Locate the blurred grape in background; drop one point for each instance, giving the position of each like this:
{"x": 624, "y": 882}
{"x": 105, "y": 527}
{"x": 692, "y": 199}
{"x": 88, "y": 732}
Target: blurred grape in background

----

Go through the listing above and reproduce all of it exactly.

## Solution to this task
Locate the blurred grape in background; drop one point for each instance, giving the position of each like this:
{"x": 624, "y": 882}
{"x": 105, "y": 527}
{"x": 692, "y": 199}
{"x": 88, "y": 732}
Target: blurred grape in background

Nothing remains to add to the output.